#### [EXERCISE DETAILS]
Leaving out all images, write out the records that follow exactly.

Natural language region descriptions:
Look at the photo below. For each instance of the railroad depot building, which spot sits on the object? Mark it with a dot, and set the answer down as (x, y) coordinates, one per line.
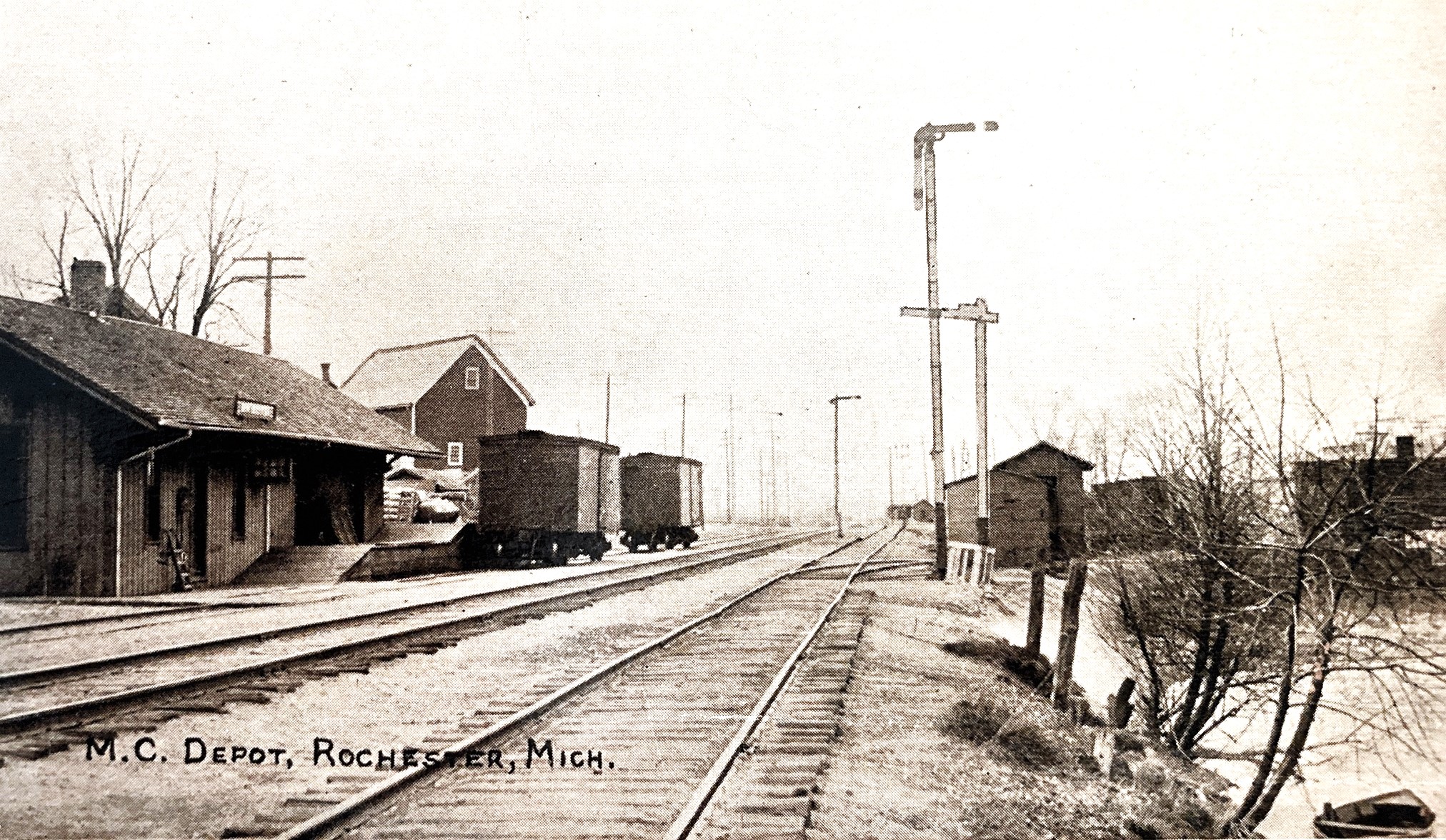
(124, 446)
(1037, 506)
(449, 392)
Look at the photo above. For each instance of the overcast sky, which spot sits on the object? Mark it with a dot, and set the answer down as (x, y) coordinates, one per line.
(719, 203)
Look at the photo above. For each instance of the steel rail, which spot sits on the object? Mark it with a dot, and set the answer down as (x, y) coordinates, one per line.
(52, 671)
(703, 794)
(26, 721)
(161, 609)
(349, 809)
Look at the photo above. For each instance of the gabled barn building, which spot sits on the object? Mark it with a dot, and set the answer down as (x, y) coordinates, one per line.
(1037, 506)
(449, 392)
(126, 449)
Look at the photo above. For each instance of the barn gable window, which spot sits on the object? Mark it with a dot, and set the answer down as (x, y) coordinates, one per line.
(14, 502)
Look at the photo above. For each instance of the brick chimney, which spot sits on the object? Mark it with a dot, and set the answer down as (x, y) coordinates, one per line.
(89, 286)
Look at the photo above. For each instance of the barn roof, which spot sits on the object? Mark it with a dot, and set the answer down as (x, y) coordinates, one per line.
(1047, 447)
(1005, 464)
(397, 376)
(162, 378)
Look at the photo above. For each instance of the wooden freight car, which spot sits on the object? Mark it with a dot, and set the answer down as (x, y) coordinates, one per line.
(546, 498)
(661, 501)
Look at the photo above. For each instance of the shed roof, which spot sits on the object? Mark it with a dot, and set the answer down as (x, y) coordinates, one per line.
(162, 378)
(397, 376)
(1005, 464)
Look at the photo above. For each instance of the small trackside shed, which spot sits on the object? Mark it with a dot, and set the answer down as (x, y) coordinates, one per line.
(125, 446)
(1037, 506)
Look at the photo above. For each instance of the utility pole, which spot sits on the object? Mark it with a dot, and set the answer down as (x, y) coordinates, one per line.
(837, 511)
(762, 495)
(268, 276)
(926, 200)
(891, 476)
(772, 471)
(728, 460)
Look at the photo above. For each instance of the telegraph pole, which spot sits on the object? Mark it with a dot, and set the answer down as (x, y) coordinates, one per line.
(837, 512)
(268, 276)
(728, 459)
(926, 200)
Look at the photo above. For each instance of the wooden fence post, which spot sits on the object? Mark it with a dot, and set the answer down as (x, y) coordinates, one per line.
(1069, 631)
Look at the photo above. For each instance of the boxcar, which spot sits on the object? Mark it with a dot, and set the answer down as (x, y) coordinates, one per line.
(661, 501)
(546, 498)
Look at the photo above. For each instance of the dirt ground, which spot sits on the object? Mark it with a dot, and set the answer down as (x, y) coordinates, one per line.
(899, 768)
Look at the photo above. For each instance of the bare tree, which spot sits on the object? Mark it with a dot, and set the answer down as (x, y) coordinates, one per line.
(229, 231)
(117, 209)
(55, 245)
(1275, 570)
(187, 282)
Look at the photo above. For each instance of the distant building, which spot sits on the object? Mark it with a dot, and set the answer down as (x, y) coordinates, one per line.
(447, 392)
(1406, 489)
(1131, 514)
(125, 447)
(1037, 506)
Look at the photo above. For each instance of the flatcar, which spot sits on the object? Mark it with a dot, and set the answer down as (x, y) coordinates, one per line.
(544, 498)
(661, 501)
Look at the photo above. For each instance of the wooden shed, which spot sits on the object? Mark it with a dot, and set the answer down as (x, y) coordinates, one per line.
(126, 449)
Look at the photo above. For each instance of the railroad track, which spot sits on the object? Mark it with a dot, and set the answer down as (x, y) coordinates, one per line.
(46, 710)
(154, 614)
(637, 746)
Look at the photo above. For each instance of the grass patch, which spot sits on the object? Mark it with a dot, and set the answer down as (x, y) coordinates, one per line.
(997, 724)
(1034, 670)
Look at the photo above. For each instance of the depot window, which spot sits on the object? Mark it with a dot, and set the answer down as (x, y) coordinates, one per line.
(152, 502)
(239, 501)
(14, 506)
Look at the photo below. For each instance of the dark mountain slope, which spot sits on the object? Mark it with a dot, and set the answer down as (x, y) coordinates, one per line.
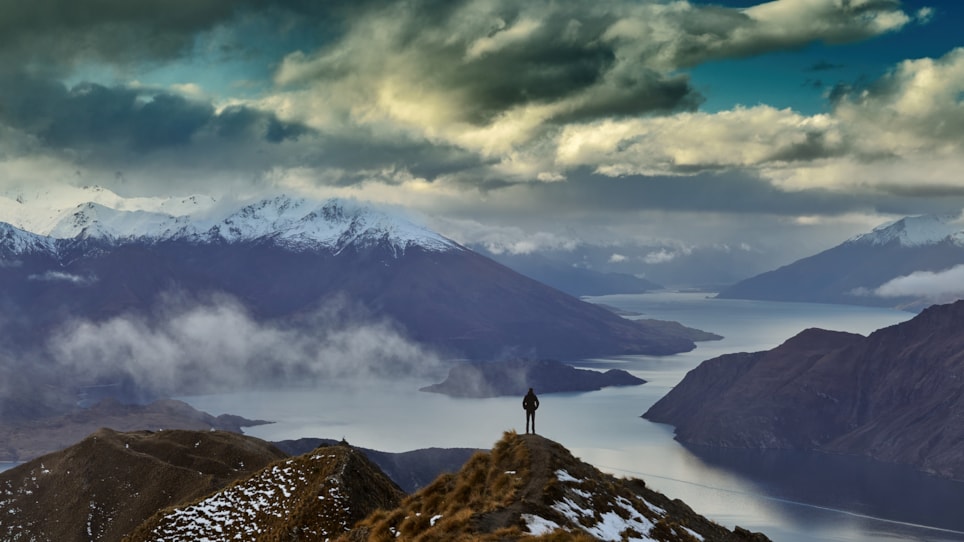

#### [RESULT OF THE EXERCISE]
Look at the photo below. For each instance of the railroad depot building, which spot sits on the object? Mark it with a dot, and set the answer down as (x, y) coordinates, one per line.
(124, 446)
(1037, 506)
(449, 392)
Look at the photo above. For each instance of the overcast sky, which spot sits on the object? Mark it with a dot, and set the answer down as (x, y) coordinates, one per line.
(719, 203)
Look at the photo above. For each instance of the steel rail, which spot sits on the object? Mark it with a dot, and set the answer down as (x, y) coordinates, one per line.
(52, 671)
(703, 794)
(26, 721)
(161, 609)
(349, 809)
Look at the photo above. For each instance of the gabled barn building, which spot sits on the object? Mark it with a dot, and set the answer down as (x, y) coordinates, one per line.
(1037, 506)
(449, 392)
(126, 449)
Look at the photo above. For each instance of the barn gable window, which spot sits on the object? Mark it with a dot, and set the answer down as (x, y) coordinates, one per line.
(14, 502)
Look at the photo above. For each instance of the brick chimney, which spot sits on the object? Mark it with a dot, and set the answer down as (x, y) coordinates, one per line.
(89, 286)
Look at the photo above. For each instance of the barn roof, which spot sits on the object? Mark it with a dot, and set the answer down as (x, y) coordinates, one per line.
(1047, 447)
(1005, 464)
(397, 376)
(162, 378)
Look at the photo above. For each instance of the wooden freight car, which spot sits on the object? Mark it with a dot, and set the answer down as (x, y) coordinates, one per line.
(546, 498)
(661, 501)
Look at the photo above. For each instance of the shed roof, which spot sits on the object? Mark it with a dot, and set the answer down as (x, y) coordinates, one per line.
(162, 378)
(397, 376)
(1005, 464)
Look at the photo above. For each instance of the small trackside shed, which spot sits on the object? Mark it with a dot, and set the answer down as (x, y) coordinates, one per line.
(125, 446)
(1037, 506)
Look at the photo above. For each instance of the utility pole, which spot sits on the object? Mark it with a dot, and set the answer down as (x, y) coordinates, one per line.
(837, 511)
(762, 495)
(268, 276)
(926, 200)
(891, 476)
(772, 471)
(728, 460)
Look at the photo above. For each instance of the telegraph pole, which spot sits on the object? Mark it with a dot, and set the answer down as (x, y) coordinates, one per line.
(837, 512)
(268, 276)
(728, 459)
(926, 200)
Look at the photo above. For each instance of the wooden fence post, which spot sits on the object? Mark it with a dot, and set the answer down as (x, y) coordinates, one per line.
(1069, 631)
Look at the photo above. For each instance of the boxcar, which spot sits on the object? Mark it with a dot, and set the answer down as (x, y) coordinates, one per line.
(661, 501)
(546, 498)
Look at the photo above. For each instance of the dirt ground, which spot sits on the object? Mark it with a dot, and set the answer down as (x, y) coordinates, one per line.
(899, 768)
Look at the photo above. For each instance of the bare tree, which spot sits on the object? Mark it with a dot, and set the answer down as (x, y) coordinates, one per line.
(229, 231)
(117, 209)
(55, 245)
(1275, 570)
(187, 282)
Look at the photo above. For each instance of the distant building, which spot sits on the object? Mark it with a dot, and set the answer down as (x, y) coordinates, one per line.
(447, 392)
(1406, 489)
(1131, 514)
(125, 447)
(1037, 506)
Look at the photo above. For each instance of the flatcar, which spot sits on the object? Mark it with a dot, and set the answer down as (x, y) coordinates, one per line.
(544, 498)
(661, 501)
Look at the photo above. For each instance of the wooden shed, which spot sits on the object? Mark it with a dot, and set the answer down as (x, y) coordinates, one per line.
(126, 449)
Look at the photo above. For each instance of the railroad track, which spot sits on the object? Mark it with a dot, and set the answer down as (x, y) coordinates, one per line.
(46, 710)
(154, 614)
(637, 746)
Look at the photo above. For each instance of the grass patch, which spot sits on the object? Mark it with a dot, and set the answer down as (x, y) coordinates, one per line.
(997, 724)
(1034, 670)
Look at the photo above. For each instance of the depot window, which spot sits on the object? Mark it with a dot, and set the answer down as (x, y) coordinates, one per line.
(152, 502)
(239, 501)
(14, 506)
Look at the photo below. For each instance of the dark mountain slope, which spot sits on the object? Mark it with a dot, and set the answer down as (x, y) coordinates, one per line.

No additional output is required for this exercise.